# Selected extract
--------------------------------------------------
Ever since I turned my sights to South Providence, there was no looking back. While conversions have been slow in coming (O come, Holy Spirit!), yet there has been a striking openness, especially among the Hispanic community there. I have been invited into the homes of many families and sweet, little old ladies, proclaiming the timeless truth of Jesus with my rather flawed, Gringo-Spanish. I have many an open door to read Scripture, expound, exhort, and pray. And of course, I’m keen to introduce the richness of the Reformed faith where there is quite a range of sub-par ‘Christianities.’

The struggle, of course, has been that our regular services have only been in English. With our slender resources, we’ve done various things to bridge the gap. We’ve had special midweek meetings with translation. And we’ve attempted on and off to have our services translated into Spanish. But because I can’t predict when someone will take up the offer to worship with us, it has really put a damper on that project.
--------------------------------------------------
# Requirement 1
Retype everything from "The struggle, of" down to "on that project." in the passage about ministry in South Providence.
The records that follow are unrelated to the text above.
--------------------------------------------------
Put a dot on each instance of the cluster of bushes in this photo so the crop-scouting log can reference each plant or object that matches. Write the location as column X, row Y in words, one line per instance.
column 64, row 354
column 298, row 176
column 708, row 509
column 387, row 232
--------------------------------------------------
# Requirement 2
Rewrite the records with "crop-scouting log" swapped for "field survey notes", leaving everything else unchanged.

# Written reply 1
The struggle, of course, has been that our regular services have only been in English. With our slender resources, we’ve done various things to bridge the gap. We’ve had special midweek meetings with translation. And we’ve attempted on and off to have our services translated into Spanish. But because I can’t predict when someone will take up the offer to worship with us, it has really put a damper on that project.

# Written reply 2
Put a dot on each instance of the cluster of bushes in this photo so the field survey notes can reference each plant or object that matches. Write the location as column X, row Y in words, one line per instance.
column 64, row 354
column 298, row 176
column 708, row 509
column 387, row 232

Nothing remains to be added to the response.